##### PAGINA

Infine, c’è un ultimo punto, che è anche il più controverso: quello degli “altri danni di gravità comparabile”. È una clausola generale, che potrebbe comprendere ad esempio la creazione di armi automatiche o gli attacchi a infrastrutture critiche. Secondo i critici della legislazione, il rischio è però che una formula “troppo generica” possa essere un potenziale freno allo sviluppo.
Un altro concetto introdotto dalla legge (e in realtà già teorizzato in alcuni libri di fantascienza) è che l’uomo debba sempre avere un controllo sui modelli di intelligenza artificiale che sviluppa. Anche rispetto al possibile uso che ne farà un utente.
In particolare, i modelli dovranno essere sottoposti a test rigorosi prima di essere messi in commercio o distribuiti. Dovrebbero anche tenere conto di ogni uso improprio e della possibilità che ne vengano sfruttate le eventuali vulnerabilità.
Gli sviluppatori dovrebbero inoltre installare misure di sicurezza informatiche per proteggere gli algoritmi da eventuali manipolazioni. Infine – ed è l’aspetto più interessante – dovrebbe essere prevista una sorta di “capacità di arresto”: il fatto che gli sviluppatori possano in qualsiasi momento intervenire in caso di emergenza, per interrompere l’operatività dei loro modelli.
Non dobbiamo pensare ad una sorta di interruttore della morte, da far scattare se un algoritmo è utilizzato per fare del male. Potrebbero essere dei protocolli che consentano agli sviluppatori di agire tempestivamente per prevenire danni su larga scala.
Il dibattito filosofico
È difficile capire se il disegno di legge riuscirà a superare le forche caudine messe in campo dalle lobby della tecnologia. Ed è presto anche per capire quali potranno poi essere eventualmente le conseguenze concrete, rispetto a una tecnologia che tende a evolvere in maniera più rapida di qualsiasi legge.
Il discorso supera però anche questi aspetti, per quanto importanti, e finisce per coinvolgere in maniera più ampia il dibattito filosofico che accompagna l’evoluzione dell’intelligenza artificiale. Per capirne i rischi, non serve immaginare scenari distopici, né condividere per forza il rischio dei “danni critici” immaginati in California. Il punto è capire che uno strumento tecnologico è di per sé neutro: può essere utilizzato per portare enormi benefici, a partire dalle promesse di ricchezza che caratterizzano il sogno della Silicon Valley. Ma, senza regolamentazioni, può portare anche a grossi danni.
La questione non è dunque solo tecnica, ma tocca il cuore del rapporto tra tecnologia e società. Mentre l’intelligenza artificiale evolve a un ritmo sempre più rapido, è essenziale che le regolamentazioni siano sufficientemente flessibili da permettere l’innovazione, ma anche abbastanza rigorose da prevenire scenari potenzialmente catastrofici. La sfida è capire dove sta il giusto equilibrio.

##########

» COSA FARE:
1 – Secondo la pagina, che cosa dovrebbero installare gli sviluppatori per proteggere gli algoritmi da eventuali manipolazioni?
2 – Riporta parola per parola il passo della pagina che si apre con le parole "Il discorso supera" e si chiude dopo le parole "a grossi danni.".
3 – Indica se ciascuna affermazione concorda con la pagina, rispondendo sì o no e citando le parole decisive:
(a) La clausola degli "altri danni di gravità comparabile" è il punto meno controverso.
(b) I modelli dovranno essere sottoposti a test rigorosi prima di essere messi in commercio.
(c) La "capacità di arresto" va intesa come un interruttore della morte.

##### ESTRATTO DATI

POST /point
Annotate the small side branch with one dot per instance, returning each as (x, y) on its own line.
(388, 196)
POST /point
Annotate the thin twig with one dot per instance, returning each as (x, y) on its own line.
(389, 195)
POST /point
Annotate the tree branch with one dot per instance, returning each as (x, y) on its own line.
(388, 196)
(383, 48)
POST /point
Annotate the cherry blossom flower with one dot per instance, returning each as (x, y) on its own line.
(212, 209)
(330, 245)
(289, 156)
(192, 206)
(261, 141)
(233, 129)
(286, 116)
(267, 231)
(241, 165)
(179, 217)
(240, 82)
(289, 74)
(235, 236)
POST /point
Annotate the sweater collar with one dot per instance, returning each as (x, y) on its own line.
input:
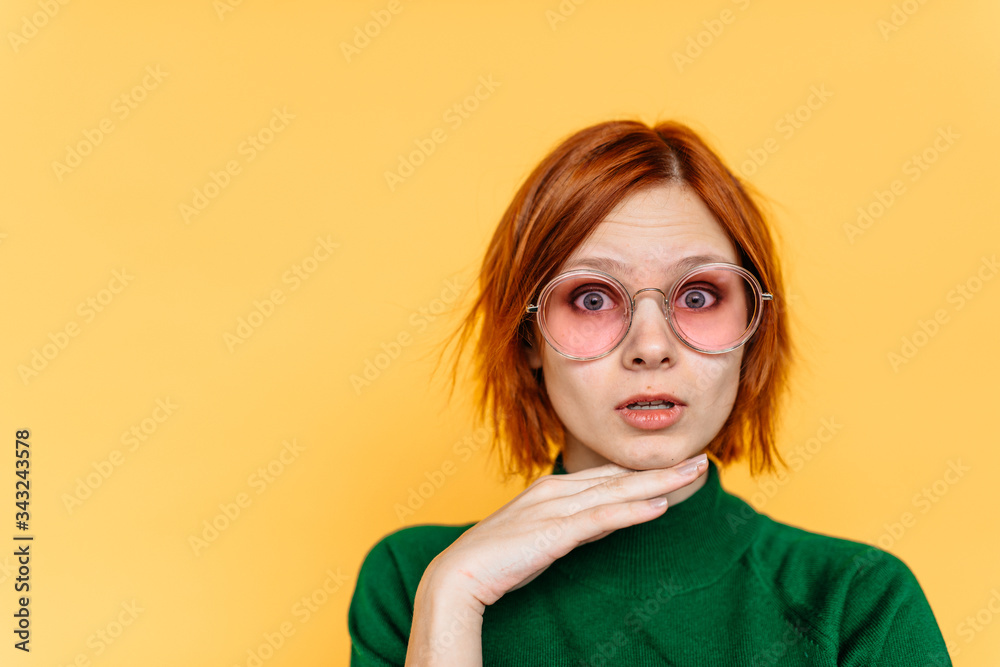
(691, 545)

##########

» RISPOSTE:
1 – Misure di sicurezza informatiche.

2 –
Il discorso supera però anche questi aspetti, per quanto importanti, e finisce per coinvolgere in maniera più ampia il dibattito filosofico che accompagna l’evoluzione dell’intelligenza artificiale. Per capirne i rischi, non serve immaginare scenari distopici, né condividere per forza il rischio dei “danni critici” immaginati in California. Il punto è capire che uno strumento tecnologico è di per sé neutro: può essere utilizzato per portare enormi benefici, a partire dalle promesse di ricchezza che caratterizzano il sogno della Silicon Valley. Ma, senza regolamentazioni, può portare anche a grossi danni.

3 –
(a) No: "che è anche il più controverso".
(b) Sì: "i modelli dovranno essere sottoposti a test rigorosi prima di essere messi in commercio o distribuiti".
(c) No: "Non dobbiamo pensare ad una sorta di interruttore della morte".